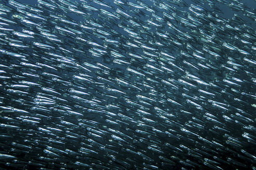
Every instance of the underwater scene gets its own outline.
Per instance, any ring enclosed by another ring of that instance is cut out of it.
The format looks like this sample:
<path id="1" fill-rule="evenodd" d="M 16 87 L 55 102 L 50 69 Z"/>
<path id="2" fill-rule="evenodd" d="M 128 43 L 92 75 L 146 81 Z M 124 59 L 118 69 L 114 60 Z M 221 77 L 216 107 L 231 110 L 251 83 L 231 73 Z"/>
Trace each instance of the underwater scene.
<path id="1" fill-rule="evenodd" d="M 254 0 L 0 0 L 0 169 L 256 169 Z"/>

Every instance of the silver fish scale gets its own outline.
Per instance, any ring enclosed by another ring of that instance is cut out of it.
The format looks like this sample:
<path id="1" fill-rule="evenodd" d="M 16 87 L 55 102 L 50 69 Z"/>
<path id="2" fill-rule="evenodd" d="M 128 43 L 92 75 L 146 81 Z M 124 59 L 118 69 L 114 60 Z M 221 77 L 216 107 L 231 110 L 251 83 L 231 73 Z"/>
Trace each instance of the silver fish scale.
<path id="1" fill-rule="evenodd" d="M 0 1 L 1 169 L 256 169 L 255 2 L 24 2 Z"/>

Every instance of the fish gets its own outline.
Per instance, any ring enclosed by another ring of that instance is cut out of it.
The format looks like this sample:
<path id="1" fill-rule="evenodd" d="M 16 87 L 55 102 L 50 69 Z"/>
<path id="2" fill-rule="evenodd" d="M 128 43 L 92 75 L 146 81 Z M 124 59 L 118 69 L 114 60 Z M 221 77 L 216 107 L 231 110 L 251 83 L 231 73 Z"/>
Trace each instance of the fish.
<path id="1" fill-rule="evenodd" d="M 0 0 L 1 168 L 255 169 L 255 6 Z"/>

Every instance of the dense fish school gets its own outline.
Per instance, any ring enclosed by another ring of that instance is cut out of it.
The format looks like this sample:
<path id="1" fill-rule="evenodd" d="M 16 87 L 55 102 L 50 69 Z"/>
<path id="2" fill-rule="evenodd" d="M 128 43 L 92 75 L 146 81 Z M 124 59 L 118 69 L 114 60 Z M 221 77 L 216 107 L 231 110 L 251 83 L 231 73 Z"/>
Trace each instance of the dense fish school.
<path id="1" fill-rule="evenodd" d="M 0 0 L 1 169 L 256 169 L 255 1 L 24 2 Z"/>

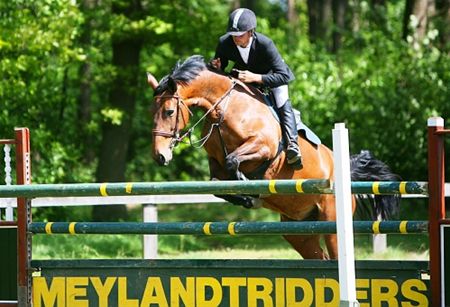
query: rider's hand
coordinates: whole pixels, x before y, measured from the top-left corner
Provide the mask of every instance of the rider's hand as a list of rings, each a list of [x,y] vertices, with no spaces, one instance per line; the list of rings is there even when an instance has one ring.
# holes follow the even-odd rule
[[[210,62],[211,66],[214,67],[215,69],[220,69],[220,67],[222,66],[222,63],[220,62],[220,58],[217,59],[212,59]]]
[[[239,70],[239,80],[244,83],[262,83],[262,76],[248,70]]]

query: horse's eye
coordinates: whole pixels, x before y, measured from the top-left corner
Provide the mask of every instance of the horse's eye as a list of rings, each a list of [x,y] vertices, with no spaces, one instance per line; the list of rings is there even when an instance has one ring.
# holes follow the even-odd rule
[[[166,114],[166,116],[171,117],[171,116],[173,116],[173,113],[174,113],[174,112],[175,112],[175,110],[169,109],[169,110],[166,110],[166,111],[165,111],[165,114]]]

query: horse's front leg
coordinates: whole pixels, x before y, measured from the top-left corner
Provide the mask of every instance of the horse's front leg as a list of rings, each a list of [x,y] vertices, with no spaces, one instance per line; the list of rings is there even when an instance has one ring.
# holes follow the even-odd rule
[[[271,152],[268,144],[258,137],[252,137],[225,157],[225,167],[230,175],[235,176],[236,179],[247,180],[239,169],[241,163],[245,161],[267,161],[271,158]]]
[[[214,158],[209,158],[209,172],[211,180],[230,180],[228,172],[217,162]],[[243,206],[247,209],[260,207],[255,205],[255,198],[244,195],[227,195],[227,194],[215,194],[214,196],[222,198],[229,203],[237,206]]]

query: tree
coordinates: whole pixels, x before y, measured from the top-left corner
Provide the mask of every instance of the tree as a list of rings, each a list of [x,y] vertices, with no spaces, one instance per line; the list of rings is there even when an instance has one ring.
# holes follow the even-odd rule
[[[411,36],[414,42],[421,42],[428,26],[428,0],[406,0],[403,17],[403,38]]]
[[[114,1],[112,14],[133,20],[142,19],[140,0]],[[125,181],[127,153],[132,133],[136,103],[136,85],[142,38],[117,31],[112,37],[112,64],[116,69],[109,93],[111,117],[102,125],[102,139],[97,167],[97,181]],[[127,217],[124,206],[95,206],[94,220],[117,220]]]

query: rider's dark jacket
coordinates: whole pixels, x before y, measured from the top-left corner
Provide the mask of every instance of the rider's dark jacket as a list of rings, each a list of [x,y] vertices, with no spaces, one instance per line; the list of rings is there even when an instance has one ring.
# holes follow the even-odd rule
[[[233,61],[233,68],[261,74],[263,84],[267,87],[278,87],[288,84],[288,82],[295,79],[294,74],[284,62],[273,41],[258,32],[253,34],[247,64],[242,59],[230,34],[220,37],[214,58],[220,58],[222,70],[225,70],[229,61]]]

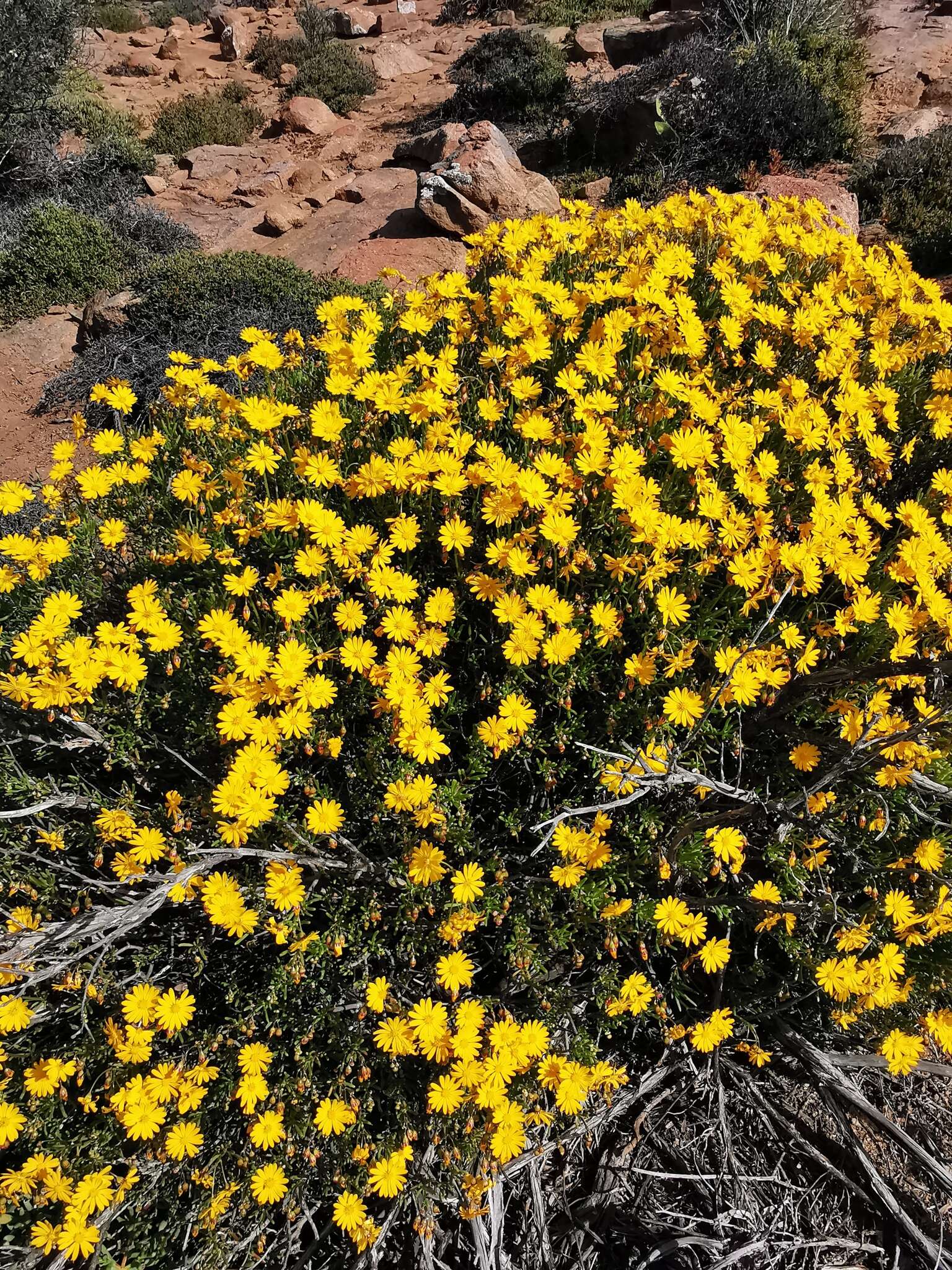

▶ The task
Turn the material above into a numbered list, one line per entry. Skip the blank lines and leave out the pictures.

▶ Reply to the exercise
1. Every instance of the underwater scene gets its own outline.
2. Per instance, any ring enclosed by another ring of that instance is cut out of it.
3. The format looks like this sample:
4. <path id="1" fill-rule="evenodd" d="M 16 87 L 55 102 L 50 69 Z"/>
5. <path id="2" fill-rule="evenodd" d="M 128 43 L 92 75 L 146 81 Z M 124 59 L 118 69 L 114 60 Z M 221 77 L 216 107 L 231 110 L 251 83 L 231 73 Z"/>
6. Trace each instance of the underwater scene.
7. <path id="1" fill-rule="evenodd" d="M 254 0 L 0 0 L 0 169 L 256 169 Z"/>
8. Every instance of the silver fish scale gets its own outline.
9. Per instance, any ring enclosed by another ring of that instance is cut out of it.
10. The format looks like this sample:
11. <path id="1" fill-rule="evenodd" d="M 16 87 L 55 102 L 50 69 Z"/>
12. <path id="2" fill-rule="evenodd" d="M 128 43 L 92 75 L 146 81 Z M 124 59 L 118 69 L 114 60 Z M 221 77 L 216 107 L 231 110 L 251 83 L 231 73 Z"/>
13. Trace each instance of the silver fish scale.
14. <path id="1" fill-rule="evenodd" d="M 0 1 L 1 169 L 256 169 L 255 2 L 24 2 Z"/>
15. Every instance of the fish gets its own outline.
16. Per instance, any ring enclosed by another ring of that instance is cut out of it.
17. The format looks like this sample:
18. <path id="1" fill-rule="evenodd" d="M 16 87 L 55 102 L 50 69 Z"/>
19. <path id="2" fill-rule="evenodd" d="M 128 43 L 92 75 L 146 81 Z M 124 59 L 118 69 L 114 60 Z M 221 77 L 216 107 L 231 110 L 251 83 L 231 73 Z"/>
20. Trace each instance of the fish.
21. <path id="1" fill-rule="evenodd" d="M 0 0 L 1 168 L 255 169 L 255 6 Z"/>
22. Every instance of the dense fish school gets its own outline.
23. Per instance, any ring enclosed by another ring of that instance is cut out of it.
24. The format looks like this sample:
25. <path id="1" fill-rule="evenodd" d="M 16 87 L 55 102 L 50 69 Z"/>
26. <path id="2" fill-rule="evenodd" d="M 128 43 L 92 75 L 146 81 Z M 124 59 L 118 69 L 114 60 Z M 221 77 L 216 107 L 231 110 L 251 83 L 231 73 Z"/>
27. Trace each instance of the dense fish school.
28. <path id="1" fill-rule="evenodd" d="M 0 0 L 1 169 L 256 169 L 255 1 L 24 2 Z"/>
29. query: rider's hand
30. coordinates: whole pixels, x before y, measured from the top-left corner
31. Provide the mask of every instance of the rider's hand as a list of rings, each a list of [x,y] vertices, with no spaces, one instance per line; the list of rings is there even when an instance has one ring.
32. # holes follow the even-odd rule
33. [[[210,62],[211,66],[214,67],[215,69],[220,69],[220,67],[222,66],[222,63],[220,62],[220,58],[217,59],[212,59]]]
34. [[[239,70],[239,80],[244,83],[262,83],[262,76],[248,70]]]
35. query: horse's eye
36. coordinates: whole pixels, x before y, measured from the top-left corner
37. Provide the mask of every instance of the horse's eye as a list of rings, each a list of [x,y] vertices, with no spaces, one instance per line; the list of rings is there even when an instance has one ring.
38. # holes follow the even-odd rule
39. [[[166,114],[166,116],[171,117],[171,116],[173,116],[173,113],[174,113],[174,112],[175,112],[175,110],[169,109],[169,110],[166,110],[166,111],[165,111],[165,114]]]
40. query: horse's front leg
41. coordinates: whole pixels, x before y, measured from the top-left corner
42. Provide the mask of every instance of the horse's front leg as a list of rings, each a list of [x,y] vertices, with no spaces, one instance per line; the list of rings is there even when an instance has one ring.
43. # holes follow the even-odd rule
44. [[[271,152],[268,144],[258,137],[252,137],[225,157],[225,167],[230,175],[235,176],[236,179],[247,180],[239,169],[241,163],[245,161],[267,161],[271,158]]]
45. [[[214,158],[209,158],[209,172],[211,180],[230,180],[228,172],[217,162]],[[243,206],[247,209],[260,207],[255,205],[255,198],[244,195],[227,195],[227,194],[215,194],[214,196],[222,198],[229,203],[237,206]]]
46. query: tree
47. coordinates: whole pixels, x before y, measured from the top-left corner
48. Provide the mask of every instance of the tree as a list of rings, each a list of [x,y] vertices, with no spaces, one instance per line; the list of rings is there even when an instance has one ring.
49. # holes follow the even-odd rule
50. [[[411,36],[414,42],[421,42],[428,26],[428,0],[406,0],[403,17],[403,38]]]
51. [[[114,1],[112,14],[133,20],[142,19],[140,0]],[[125,181],[127,153],[132,133],[136,103],[136,85],[142,38],[117,31],[112,37],[112,64],[116,69],[109,93],[111,117],[102,125],[102,139],[97,167],[97,181]],[[127,217],[124,206],[95,206],[94,220],[117,220]]]
52. query: rider's dark jacket
53. coordinates: whole pixels, x before y, measured from the top-left corner
54. Provide the mask of every instance of the rider's dark jacket as a list of rings, each a list of [x,y] vertices, with no spaces, one instance per line; the list of rings is there even when an instance has one ring.
55. # holes follow the even-odd rule
56. [[[233,61],[233,68],[261,74],[263,84],[267,87],[278,87],[288,84],[288,82],[295,79],[294,74],[284,62],[273,41],[258,32],[253,34],[247,64],[242,59],[230,34],[220,37],[214,58],[220,58],[222,70],[225,70],[229,61]]]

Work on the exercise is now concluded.